WHAT THE EXERCISE ASKS
From the first line to the last, please write out the data exactly.

SOURCE DATA
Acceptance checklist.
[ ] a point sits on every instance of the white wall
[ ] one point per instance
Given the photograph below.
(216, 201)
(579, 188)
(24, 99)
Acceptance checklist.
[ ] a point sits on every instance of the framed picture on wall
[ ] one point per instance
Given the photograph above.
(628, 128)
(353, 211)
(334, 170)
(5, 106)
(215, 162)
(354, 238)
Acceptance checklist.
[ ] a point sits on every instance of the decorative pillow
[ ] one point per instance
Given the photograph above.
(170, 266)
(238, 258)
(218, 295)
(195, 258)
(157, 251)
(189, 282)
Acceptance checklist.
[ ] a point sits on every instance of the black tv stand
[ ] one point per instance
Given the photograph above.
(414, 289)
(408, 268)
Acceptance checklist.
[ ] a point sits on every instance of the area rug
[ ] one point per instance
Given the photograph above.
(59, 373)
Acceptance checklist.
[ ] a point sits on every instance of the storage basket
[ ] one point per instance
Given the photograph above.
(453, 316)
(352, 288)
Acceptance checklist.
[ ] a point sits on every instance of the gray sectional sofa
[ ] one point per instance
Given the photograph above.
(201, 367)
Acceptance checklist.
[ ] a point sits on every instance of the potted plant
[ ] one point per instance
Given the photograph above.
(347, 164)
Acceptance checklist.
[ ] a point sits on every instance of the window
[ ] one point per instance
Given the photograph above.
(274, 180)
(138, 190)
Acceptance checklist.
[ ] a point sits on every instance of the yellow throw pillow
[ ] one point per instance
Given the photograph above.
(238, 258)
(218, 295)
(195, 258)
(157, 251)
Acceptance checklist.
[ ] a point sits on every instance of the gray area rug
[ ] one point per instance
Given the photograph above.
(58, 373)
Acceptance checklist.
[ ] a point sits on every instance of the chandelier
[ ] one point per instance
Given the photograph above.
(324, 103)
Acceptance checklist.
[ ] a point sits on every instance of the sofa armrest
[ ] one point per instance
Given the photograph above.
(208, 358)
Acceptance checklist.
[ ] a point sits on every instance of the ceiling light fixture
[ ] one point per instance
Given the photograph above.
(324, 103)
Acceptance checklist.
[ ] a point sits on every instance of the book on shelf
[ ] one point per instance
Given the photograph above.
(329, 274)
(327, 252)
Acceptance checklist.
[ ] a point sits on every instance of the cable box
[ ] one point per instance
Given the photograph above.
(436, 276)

REPLY TO THE EXERCISE
Acceptance checklist.
[ ] a point sits on every instance of the white wall
[ ] one point per instance
Given the photograph below.
(216, 201)
(579, 188)
(24, 99)
Acceptance checklist.
[ ] a point sits on every instance of the framed picture on wall
[ ] one point per instance
Given the photograph above.
(628, 128)
(353, 211)
(334, 170)
(5, 106)
(215, 162)
(354, 238)
Acceptance checklist.
[ ] a point sits on every instance of the decorative pillow
[ ] one point per instance
Given the photograph above.
(170, 266)
(238, 258)
(218, 295)
(195, 258)
(157, 251)
(189, 282)
Acceptance checklist.
[ ] a point sits on every instance of the black tv stand
[ ] one point per instance
Given the photograph above.
(414, 289)
(408, 268)
Acceptance checklist.
[ ] a point sits on every instance of the area rug
[ ] one point per instance
Given the photograph above.
(59, 373)
Acceptance checklist.
[ ] a point sits on every instance of the storage basket
[ ] one point per instance
Given the photograph above.
(453, 316)
(352, 288)
Acceptance checklist.
[ ] a point sits on every instance of the gray sectional sofa
[ ] one point per instance
Given the photograph above.
(201, 367)
Acceptance checklist.
[ ] a point sits on every instance of the potted plant
[ ] one point per instance
Given the photograph above.
(347, 164)
Acceptance checklist.
[ ] a point sits on every instance of the window
[ ] one point per instance
Given the photograph above.
(274, 180)
(138, 190)
Acceptance checklist.
[ ] a point sits on every instance of the yellow throw pillow
[ ] one point per instance
Given the photograph above.
(238, 258)
(218, 295)
(195, 258)
(157, 251)
Acceptance checklist.
[ ] a point sits on every instance of the gray area rug
[ ] one point per instance
Given the photograph above.
(58, 373)
Acceptance checklist.
[ ] a point sits on every instance of the chandelier
[ ] one point per instance
Given the photograph above.
(324, 103)
Acceptance checklist.
[ ] a point sits on every instance of the sofa armrest
[ ] one point per instance
Given the photograph above.
(208, 358)
Acceptance checklist.
[ ] a point sits on every instance of the ceiling light fixture
[ ] one point per instance
Given the photograph above.
(324, 103)
Acceptance checklist.
[ ] a point sits on every instance of the book on shelf
[ ] one point per instance
Given the photograph above.
(329, 274)
(327, 252)
Acceptance checklist.
[ ] a point sits on every instance of the cable box
[ ] one point per instance
Given the photograph above.
(436, 276)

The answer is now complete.